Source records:
━━━━━━━━━━

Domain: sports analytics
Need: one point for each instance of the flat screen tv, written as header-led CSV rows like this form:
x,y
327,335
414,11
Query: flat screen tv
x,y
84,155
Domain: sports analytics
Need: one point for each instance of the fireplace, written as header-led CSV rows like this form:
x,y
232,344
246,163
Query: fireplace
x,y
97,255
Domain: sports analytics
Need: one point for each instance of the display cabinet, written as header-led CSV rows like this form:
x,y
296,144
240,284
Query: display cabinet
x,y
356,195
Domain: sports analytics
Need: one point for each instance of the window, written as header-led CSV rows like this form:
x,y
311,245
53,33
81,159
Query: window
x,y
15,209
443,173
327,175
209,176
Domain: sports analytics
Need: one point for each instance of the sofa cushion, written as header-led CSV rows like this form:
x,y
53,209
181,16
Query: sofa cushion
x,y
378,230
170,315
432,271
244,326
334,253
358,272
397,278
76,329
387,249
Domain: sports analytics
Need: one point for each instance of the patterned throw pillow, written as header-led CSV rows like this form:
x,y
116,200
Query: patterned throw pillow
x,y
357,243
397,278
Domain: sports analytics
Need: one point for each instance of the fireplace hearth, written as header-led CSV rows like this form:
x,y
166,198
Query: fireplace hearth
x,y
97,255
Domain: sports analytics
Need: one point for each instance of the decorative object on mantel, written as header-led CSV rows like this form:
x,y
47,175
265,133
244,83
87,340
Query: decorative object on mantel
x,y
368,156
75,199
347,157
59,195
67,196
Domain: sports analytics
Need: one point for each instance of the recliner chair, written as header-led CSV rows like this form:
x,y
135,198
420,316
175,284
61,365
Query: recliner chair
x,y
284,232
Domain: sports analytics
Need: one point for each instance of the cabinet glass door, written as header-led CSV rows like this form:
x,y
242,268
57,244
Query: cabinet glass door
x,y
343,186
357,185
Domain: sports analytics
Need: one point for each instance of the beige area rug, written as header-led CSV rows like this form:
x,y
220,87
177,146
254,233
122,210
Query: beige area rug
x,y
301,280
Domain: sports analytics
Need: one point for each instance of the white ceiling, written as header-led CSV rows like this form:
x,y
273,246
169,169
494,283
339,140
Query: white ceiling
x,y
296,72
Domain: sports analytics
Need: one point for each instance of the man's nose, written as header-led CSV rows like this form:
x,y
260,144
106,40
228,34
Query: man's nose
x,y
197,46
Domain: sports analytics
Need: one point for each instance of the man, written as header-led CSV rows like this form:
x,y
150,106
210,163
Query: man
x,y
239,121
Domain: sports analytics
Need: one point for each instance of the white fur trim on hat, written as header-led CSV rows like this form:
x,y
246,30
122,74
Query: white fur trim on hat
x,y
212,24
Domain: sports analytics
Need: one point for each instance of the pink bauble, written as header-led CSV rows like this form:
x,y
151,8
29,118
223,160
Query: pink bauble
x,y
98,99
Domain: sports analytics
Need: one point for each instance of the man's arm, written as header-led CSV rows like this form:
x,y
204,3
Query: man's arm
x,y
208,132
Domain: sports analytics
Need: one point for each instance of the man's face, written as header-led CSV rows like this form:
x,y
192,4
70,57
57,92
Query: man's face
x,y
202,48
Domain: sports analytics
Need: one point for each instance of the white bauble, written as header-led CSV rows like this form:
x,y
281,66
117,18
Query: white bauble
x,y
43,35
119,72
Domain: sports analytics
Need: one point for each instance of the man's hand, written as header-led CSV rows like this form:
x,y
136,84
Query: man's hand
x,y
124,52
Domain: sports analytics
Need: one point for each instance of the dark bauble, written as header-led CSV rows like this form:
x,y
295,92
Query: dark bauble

━━━━━━━━━━

* **Instructions to follow**:
The reply must repeat all of the records precisely.

* **Answer space**:
Domain: sports analytics
Need: one point for each instance of the flat screen tv, written as header-led CSV rows like this form:
x,y
327,335
414,11
Query: flat screen tv
x,y
84,155
Domain: sports analytics
Need: one point for each instance of the fireplace, written as header-led CSV rows like this form:
x,y
232,344
246,163
Query: fireplace
x,y
97,255
Domain: sports analytics
Need: one point for each instance of the display cabinet, written as header-led CSV rows like this form:
x,y
296,144
240,284
Query: display cabinet
x,y
356,195
Domain: sports analytics
Need: one point for each instance of the window, written as header-led CSV rows like this form:
x,y
311,245
53,33
81,159
Query: window
x,y
15,209
443,173
327,175
209,176
Domain: sports analytics
Need: one point for each instance of the sofa cushion, written as header-led CSV rows like this form:
x,y
53,209
181,16
Query: sofa cushion
x,y
378,230
170,315
432,271
244,326
334,253
358,272
397,278
76,329
387,249
Domain: sports analytics
Need: one point for each instance of the patterned throw pillow, written as header-led CSV rows like this form:
x,y
116,200
Query: patterned throw pillow
x,y
357,243
397,278
Domain: sports analytics
Need: one point for each instance of the fireplace hearth, written as header-led CSV rows like this form:
x,y
166,198
Query: fireplace hearth
x,y
97,255
Domain: sports analytics
Need: one point for each instance of the decorative object on mantel, written as header-led CSV rows like this form:
x,y
47,175
265,133
244,83
87,340
Query: decorative object on mantel
x,y
368,156
75,199
347,157
59,195
67,196
Domain: sports analytics
Need: one point for each instance of the recliner chair, written as header-led CSV rows like this form:
x,y
135,198
420,316
175,284
61,365
Query: recliner chair
x,y
284,232
Domain: sports analytics
Need: one point for each instance of the cabinet glass door, written as header-led CSV rows like this form:
x,y
242,268
57,244
Query: cabinet glass door
x,y
343,186
357,185
Domain: sports analytics
Need: one point for each instance of the beige area rug, written as header-led CSV rows like this form:
x,y
220,87
177,146
254,233
122,210
Query: beige area rug
x,y
301,280
Domain: sports analytics
Need: one point for each instance of the white ceiling, written as header-led CSV rows like this form:
x,y
273,246
169,169
494,283
339,140
Query: white ceiling
x,y
296,72
Domain: sports analytics
Need: one point for each instance of the man's nose, written as header-led CSV rows like this form:
x,y
260,144
106,40
228,34
Query: man's nose
x,y
197,46
Domain: sports analytics
Need: one point for each instance of the man, written as header-led CSV rows like this form:
x,y
150,106
210,163
Query: man
x,y
239,121
Domain: sports analytics
Need: one point for each instance of the white fur trim on hat, written as header-led CSV rows like this form:
x,y
246,30
122,74
Query: white fur trim on hat
x,y
212,24
Domain: sports analytics
Need: one point for each instance of the pink bauble, written as header-led CSV rows like this form:
x,y
151,8
29,118
223,160
Query: pink bauble
x,y
98,99
Domain: sports analytics
Need: one point for each instance of the man's arm, written as header-led CSV rows like this form:
x,y
204,3
Query: man's arm
x,y
208,132
Domain: sports analytics
Need: one point for each instance of the man's face, written as header-led CSV rows like this form:
x,y
192,4
70,57
57,92
Query: man's face
x,y
202,48
Domain: sports analytics
Need: one point for each instance of the white bauble, written as header-led CSV rows like this form:
x,y
281,66
117,18
Query: white bauble
x,y
43,35
119,72
Domain: sports analytics
Need: one point for each instance of the man's hand, written as header-led CSV rows like this form:
x,y
136,84
Query: man's hand
x,y
124,52
Domain: sports analytics
Need: one point for each instance of the dark bauble, written as header-led CSV rows like this form:
x,y
295,92
Query: dark bauble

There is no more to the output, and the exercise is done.